→ **What you should do**:
Pull out every line of the entries below and reproduce each one word for word. Leave the pictures out.

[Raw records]
* begin *

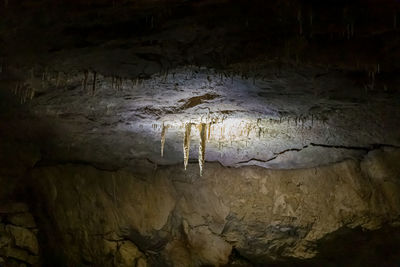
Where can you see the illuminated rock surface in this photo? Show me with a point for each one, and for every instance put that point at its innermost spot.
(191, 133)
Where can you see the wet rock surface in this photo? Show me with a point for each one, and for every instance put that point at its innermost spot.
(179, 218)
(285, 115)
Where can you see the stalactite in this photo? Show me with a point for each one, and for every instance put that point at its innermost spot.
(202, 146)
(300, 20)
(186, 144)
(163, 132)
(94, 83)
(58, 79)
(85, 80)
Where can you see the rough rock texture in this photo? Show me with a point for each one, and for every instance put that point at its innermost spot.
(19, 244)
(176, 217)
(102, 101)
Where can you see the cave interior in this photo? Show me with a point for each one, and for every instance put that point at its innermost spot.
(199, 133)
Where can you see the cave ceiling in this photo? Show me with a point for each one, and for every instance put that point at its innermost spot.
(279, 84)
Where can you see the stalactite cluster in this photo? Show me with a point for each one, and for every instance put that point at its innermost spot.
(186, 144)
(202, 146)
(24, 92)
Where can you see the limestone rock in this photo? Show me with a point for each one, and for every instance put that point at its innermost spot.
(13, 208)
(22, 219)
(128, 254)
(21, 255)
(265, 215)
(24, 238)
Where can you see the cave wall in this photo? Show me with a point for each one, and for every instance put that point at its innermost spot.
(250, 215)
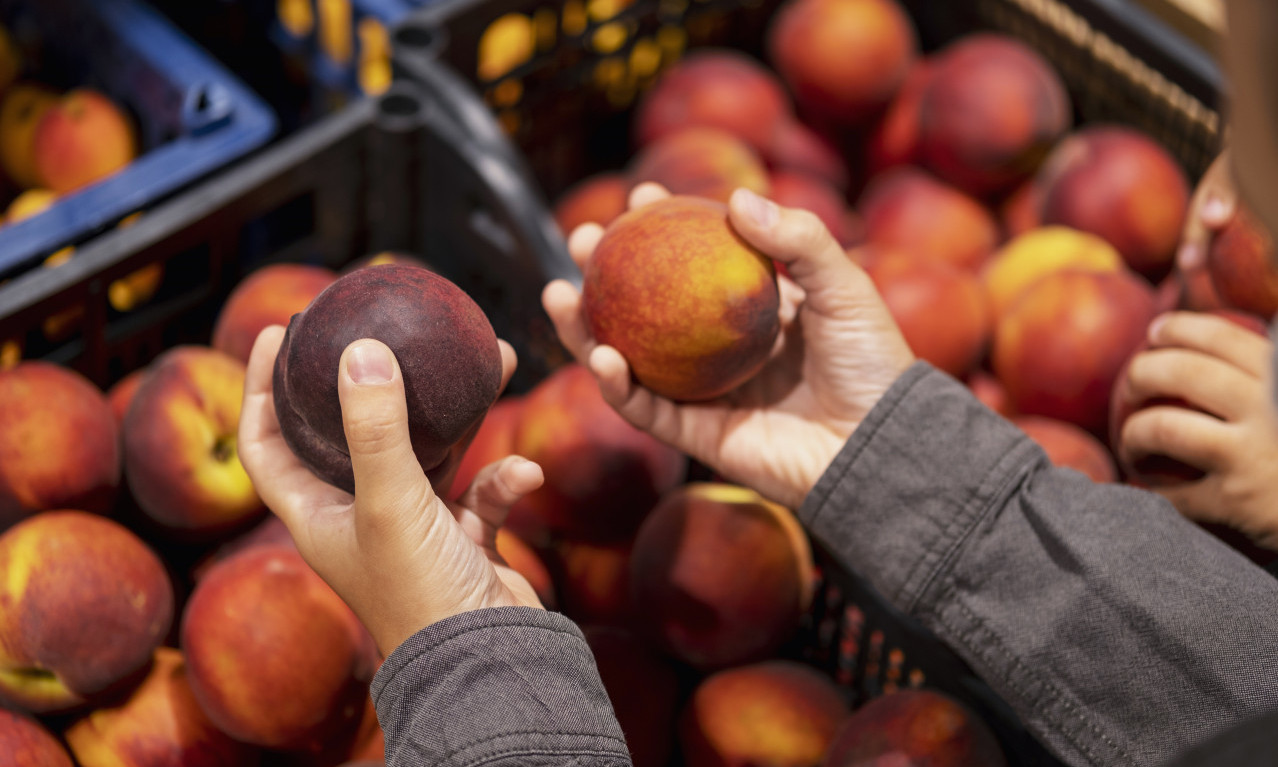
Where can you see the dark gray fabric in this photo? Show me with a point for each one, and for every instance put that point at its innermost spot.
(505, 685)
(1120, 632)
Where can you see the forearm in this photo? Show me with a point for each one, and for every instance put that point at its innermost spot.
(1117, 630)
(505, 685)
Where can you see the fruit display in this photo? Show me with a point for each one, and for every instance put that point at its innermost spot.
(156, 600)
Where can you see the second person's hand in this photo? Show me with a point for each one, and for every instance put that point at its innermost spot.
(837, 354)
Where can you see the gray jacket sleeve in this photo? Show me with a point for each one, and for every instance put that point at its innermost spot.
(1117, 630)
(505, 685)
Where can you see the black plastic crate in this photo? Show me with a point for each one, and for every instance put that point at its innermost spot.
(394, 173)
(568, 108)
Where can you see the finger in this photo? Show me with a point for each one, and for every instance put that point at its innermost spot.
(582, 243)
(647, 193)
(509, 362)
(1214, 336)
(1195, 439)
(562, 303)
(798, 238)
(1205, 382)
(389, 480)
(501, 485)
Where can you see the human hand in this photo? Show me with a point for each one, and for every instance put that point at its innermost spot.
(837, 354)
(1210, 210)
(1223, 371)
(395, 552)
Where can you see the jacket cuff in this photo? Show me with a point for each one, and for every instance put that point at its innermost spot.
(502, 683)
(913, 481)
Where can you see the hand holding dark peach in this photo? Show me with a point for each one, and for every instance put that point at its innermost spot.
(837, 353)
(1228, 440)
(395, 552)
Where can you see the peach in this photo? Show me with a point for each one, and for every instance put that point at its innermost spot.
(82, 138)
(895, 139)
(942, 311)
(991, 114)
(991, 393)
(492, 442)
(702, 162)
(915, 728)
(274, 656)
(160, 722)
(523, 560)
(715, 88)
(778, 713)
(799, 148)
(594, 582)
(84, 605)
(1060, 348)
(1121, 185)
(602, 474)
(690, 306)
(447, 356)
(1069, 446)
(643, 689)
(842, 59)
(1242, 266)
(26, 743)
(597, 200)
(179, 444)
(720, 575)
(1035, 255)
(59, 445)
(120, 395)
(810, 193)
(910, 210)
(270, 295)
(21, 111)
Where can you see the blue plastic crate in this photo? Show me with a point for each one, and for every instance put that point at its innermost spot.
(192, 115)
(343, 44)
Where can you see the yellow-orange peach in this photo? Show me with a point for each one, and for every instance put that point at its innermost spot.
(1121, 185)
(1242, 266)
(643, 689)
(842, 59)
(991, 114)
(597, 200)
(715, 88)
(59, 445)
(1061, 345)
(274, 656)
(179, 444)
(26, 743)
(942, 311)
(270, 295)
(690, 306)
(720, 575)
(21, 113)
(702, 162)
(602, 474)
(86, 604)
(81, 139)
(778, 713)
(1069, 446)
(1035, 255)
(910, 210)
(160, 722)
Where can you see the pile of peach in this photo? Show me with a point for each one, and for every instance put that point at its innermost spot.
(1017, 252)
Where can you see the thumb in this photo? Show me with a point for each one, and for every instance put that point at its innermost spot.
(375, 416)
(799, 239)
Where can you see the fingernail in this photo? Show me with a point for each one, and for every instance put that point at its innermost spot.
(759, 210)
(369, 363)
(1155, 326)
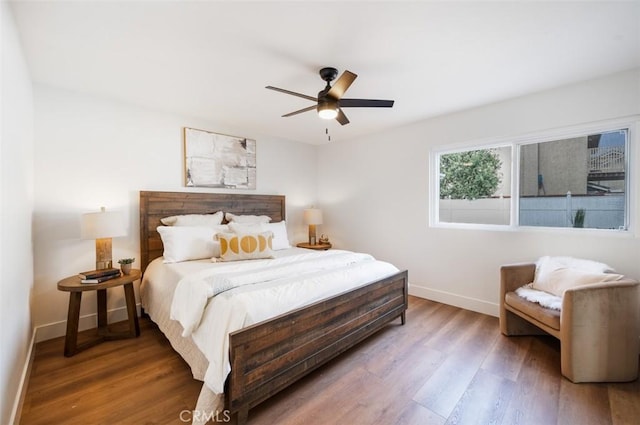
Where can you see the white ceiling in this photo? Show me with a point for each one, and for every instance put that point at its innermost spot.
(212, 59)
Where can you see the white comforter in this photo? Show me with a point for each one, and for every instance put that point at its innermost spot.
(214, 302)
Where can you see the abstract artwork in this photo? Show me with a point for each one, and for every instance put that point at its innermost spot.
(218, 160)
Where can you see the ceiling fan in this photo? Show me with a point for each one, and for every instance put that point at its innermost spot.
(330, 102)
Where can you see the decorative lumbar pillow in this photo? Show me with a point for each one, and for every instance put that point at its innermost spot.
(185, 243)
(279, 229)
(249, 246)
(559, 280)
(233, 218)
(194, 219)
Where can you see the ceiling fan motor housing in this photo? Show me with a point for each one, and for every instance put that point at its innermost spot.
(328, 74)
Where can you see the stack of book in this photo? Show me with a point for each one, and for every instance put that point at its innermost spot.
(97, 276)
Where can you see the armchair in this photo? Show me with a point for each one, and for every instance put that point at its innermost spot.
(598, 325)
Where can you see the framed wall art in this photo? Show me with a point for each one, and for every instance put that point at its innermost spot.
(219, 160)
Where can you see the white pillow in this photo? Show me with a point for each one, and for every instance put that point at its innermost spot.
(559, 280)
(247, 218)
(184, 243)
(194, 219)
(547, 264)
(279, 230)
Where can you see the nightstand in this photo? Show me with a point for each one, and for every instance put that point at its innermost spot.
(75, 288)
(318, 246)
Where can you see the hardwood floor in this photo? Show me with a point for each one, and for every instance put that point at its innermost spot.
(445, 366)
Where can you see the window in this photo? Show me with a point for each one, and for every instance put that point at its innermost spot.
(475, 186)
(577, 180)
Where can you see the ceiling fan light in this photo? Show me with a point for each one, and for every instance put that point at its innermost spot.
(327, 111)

* end *

→ **Answer to the problem**:
Where can you see the illuminated rock surface in this photo? Show me with a point for each one, and for every instance put that point at its innermost spot.
(191, 133)
Where can you see the wet rock surface in this photo? Show me with a point for each one, and for every instance put that point at its innermost spot.
(179, 218)
(285, 115)
Where can you see the stalactite in this photo? Show me with a point for each one, and for every instance put that point at its innermost spot.
(202, 146)
(300, 20)
(186, 144)
(163, 132)
(94, 83)
(58, 79)
(85, 80)
Where can you see the rough rock texture in this photo? Show me with a point for each one, and for every instance put that point at its innermost spot.
(19, 244)
(176, 217)
(102, 101)
Where can you see the cave interior in this photo? Show me with a point for each one, and for every instance put that point at its innermost spot.
(199, 133)
Where can you see the cave ceiling in this photo? Show me with a point for each one, and for every instance put that point at its innermost spot.
(279, 84)
Where can you see the stalactite cluster in this photo? Show me with a point for each one, and for every instance put that point at its innermost spot.
(186, 144)
(202, 146)
(24, 92)
Where can you see the limestone rock in this photo? Show me with a point for each one, and for every instance put that point at its innermost spot.
(13, 208)
(22, 219)
(128, 254)
(21, 255)
(265, 215)
(24, 238)
Where can you see the cave wall in this photo? Show me with a point for each one, and for every instance put that point at its innermost spot.
(250, 215)
Where can you see the dark gray fabric in this photo? Show me with a point for each one, and for every instance put that point at its innermost spot.
(505, 685)
(1120, 632)
Where can you see the forearm in this photo? Show me with a point for each one, and for every instance put that point at its innermost spot.
(1117, 630)
(505, 685)
Where can you see the fruit display in this photo? Show me with a point for each one, and for every instance put that point at its innermost spot.
(156, 600)
Where can you see the second person's hand in this photo? Show me with a point for each one, and for every instance put that point at its innermost spot.
(837, 354)
Where can you see the gray jacket sleeve in this photo? Show me with a point for each one, and for every instance put that point at its innermost spot.
(1117, 630)
(505, 685)
Where can you see the black plastic crate in this photo? Show me with a point for each one, and for every instance put that point at its innermost spot.
(394, 173)
(568, 108)
Where can you see the finger in this photo? Show me with a point for each one, and for every instance put that point at its innermost spot.
(582, 243)
(647, 193)
(509, 362)
(1214, 336)
(1195, 439)
(562, 303)
(798, 238)
(1205, 382)
(389, 480)
(501, 485)
Where can you see the human hand in this photo? Show me with a point for each one, and for every instance put that point at its innermost spot.
(837, 354)
(1210, 210)
(1223, 371)
(395, 552)
Where can you see the jacket cuff in this photo? Show me with a point for each one, and for every instance put that point at its innermost spot.
(502, 683)
(913, 481)
Where can you see the hand holding dark peach in this photo? Show me with a point for each one, and for every instance put that point at its innermost spot.
(837, 353)
(1228, 440)
(395, 552)
Where can you see the peach in this photo? Show me with a point for each one, and for every instance put that point at its innermost spot.
(82, 138)
(895, 139)
(942, 311)
(991, 114)
(991, 393)
(492, 442)
(702, 162)
(915, 728)
(274, 656)
(160, 722)
(523, 560)
(715, 88)
(778, 713)
(799, 148)
(594, 582)
(84, 605)
(1060, 348)
(1121, 185)
(602, 474)
(690, 306)
(447, 356)
(1069, 446)
(643, 689)
(842, 59)
(1242, 266)
(26, 743)
(597, 200)
(179, 444)
(720, 575)
(1035, 255)
(59, 445)
(120, 395)
(810, 193)
(910, 210)
(270, 295)
(21, 111)
Where can you see the blue plastic crate in this photo? Show me with a point for each one, and for every instance put that point at its innermost spot.
(192, 115)
(343, 44)
Where can you see the yellow-orange peach in this photo? Show me with a point for each one, and for every instance put that point at its innermost spot.
(1121, 185)
(1242, 266)
(643, 689)
(842, 59)
(991, 114)
(597, 200)
(715, 88)
(59, 445)
(1061, 345)
(274, 656)
(179, 444)
(26, 743)
(942, 311)
(270, 295)
(690, 306)
(720, 575)
(21, 113)
(702, 162)
(602, 474)
(86, 604)
(81, 139)
(778, 713)
(1069, 446)
(1035, 255)
(910, 210)
(160, 722)
Where can you see the pile of peach in this photo? Show me with a point for each one, and for every instance put that point at its innermost spot.
(1017, 252)
Where can you see the thumb in this photo? Show me with a point for each one, and for every instance put that point at its innermost spot.
(375, 416)
(799, 239)
Where can you see the fingernail in this photo? Show me with a point for each one, and for every instance put that point at its innermost spot.
(759, 210)
(369, 363)
(1155, 326)
Where can you see the white ceiling in this photo? Show me with a point for each one, and for every instance put that point at its innermost spot.
(212, 59)
Where can you see the white comforter in this photo? Show me with a point for each one, and for every instance put that point at its innermost spot.
(214, 302)
Where can you see the abstract artwork in this photo? Show me with a point for each one, and for every instance put that point at its innermost spot.
(218, 160)
Where can you see the ceiling fan in this photo? Show me with a point for each one, and for every instance put that point at its innermost spot.
(330, 102)
Where can you see the decorative lumbar pillow in this photo? Show me with a point for each one, and for every instance put that point at its innermost spot.
(185, 243)
(279, 229)
(249, 246)
(559, 280)
(233, 218)
(194, 219)
Where can you see the ceiling fan motor housing in this photo? Show me with a point for each one, and for every instance put that point at its innermost spot.
(328, 74)
Where can you see the stack of book in this photo? Show me with a point for each one, and for every instance put that point at its innermost spot.
(97, 276)
Where can you see the armchair in this photo? Show me with a point for each one, and for every instance put that point at its innermost spot.
(598, 325)
Where can you see the framed wall art in this photo? Show me with a point for each one, and for every instance put that point at its innermost spot.
(219, 160)
Where can you see the white pillow in this photo? Show me with a point for each one, and for every instance put that point at its innermost spot.
(559, 280)
(247, 218)
(184, 243)
(194, 219)
(547, 264)
(279, 230)
Where can you see the nightstand in this photo? Show me with a point for each one, and for every instance put that point at its innermost spot.
(75, 288)
(318, 246)
Where can you see the hardwood floor in this photo? Show me with a point for each one, and for every instance put that point at its innermost spot.
(445, 366)
Where can you see the window in this photo? Show me with a point for each one, and for every instance put that point at its innermost spot.
(475, 186)
(577, 180)
Where can you see the ceiling fan light in this photo? Show me with a point for each one, and for every instance put that point at its innermost spot.
(327, 111)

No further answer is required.